* _O PROBLEMA_
Transcreva, sem alterações, o trecho da crônica sobre a americanização da família que começa pelas palavras que contêm "Nos anos 1960, minha" e termina em "Como um Kennedy.".

* _BLOCO DE TEXTO_

O recorde da estupidez, por Marcelo Rubens Paiva

Do Estadão

O recorde da estupidez

Marcelo Rubens Paiva

Nos anos 1960, minha família se americanizou. Tudo o que vinha de lá era lindo: o futuro. Primos passaram a usar camisa polo, tênis brancos, praticar esqui aquático e golfe. Os cabelos eram penteados para o lado com gel. Como um Kennedy.

A febre do consumo pós­guerra substituía o rigor da educação espartana europeia comum no Brasil. Sanduíche, Ketchup e Coca­Cola entraram no cardápio. O cigarro poluiu a sala de jantar. E os enormes e gastões carros americanos tomaram a paisagem urbana.

Junto com a cultura descartável, muitos voltavam de lá fascinados pelas diferenças culturais: eles cumprem as leis, dirigem com prudência, entram em filas; eles próprios colocam combustíveis. Máquinas vendiam jornais nas ruas: colocava­se a moeda e pegava o seu. Por que não pegava todos? Porque são todos honestos.

Havia lá um tipo de respeito desconhecido por nós. E todos respeitavam o limite de velocidade. Um primo contava que, numa estrada deserta do Texas, decidiu testar a potência do seu Mustang alugado, fetiche da época, e acelerou. Foi parado quilômetros adiante. Um avião da polícia com binóculo o flagrara.

* _DADOS FORNECIDOS_
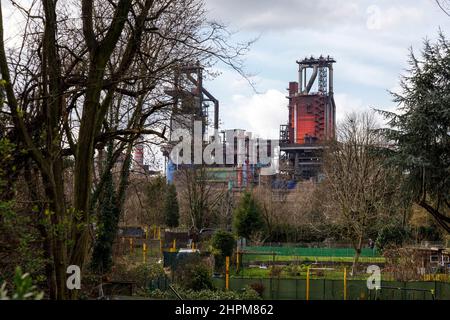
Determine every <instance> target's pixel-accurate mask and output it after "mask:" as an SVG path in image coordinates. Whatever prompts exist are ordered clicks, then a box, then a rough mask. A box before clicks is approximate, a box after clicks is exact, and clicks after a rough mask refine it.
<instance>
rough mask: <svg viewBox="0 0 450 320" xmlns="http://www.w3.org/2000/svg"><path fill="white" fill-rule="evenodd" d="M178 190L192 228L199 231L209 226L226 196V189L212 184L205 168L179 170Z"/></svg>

* _RESPOSTA AO EXERCÍCIO_
Nos anos 1960, minha família se americanizou. Tudo o que vinha de lá era lindo: o futuro. Primos passaram a usar camisa polo, tênis brancos, praticar esqui aquático e golfe. Os cabelos eram penteados para o lado com gel. Como um Kennedy.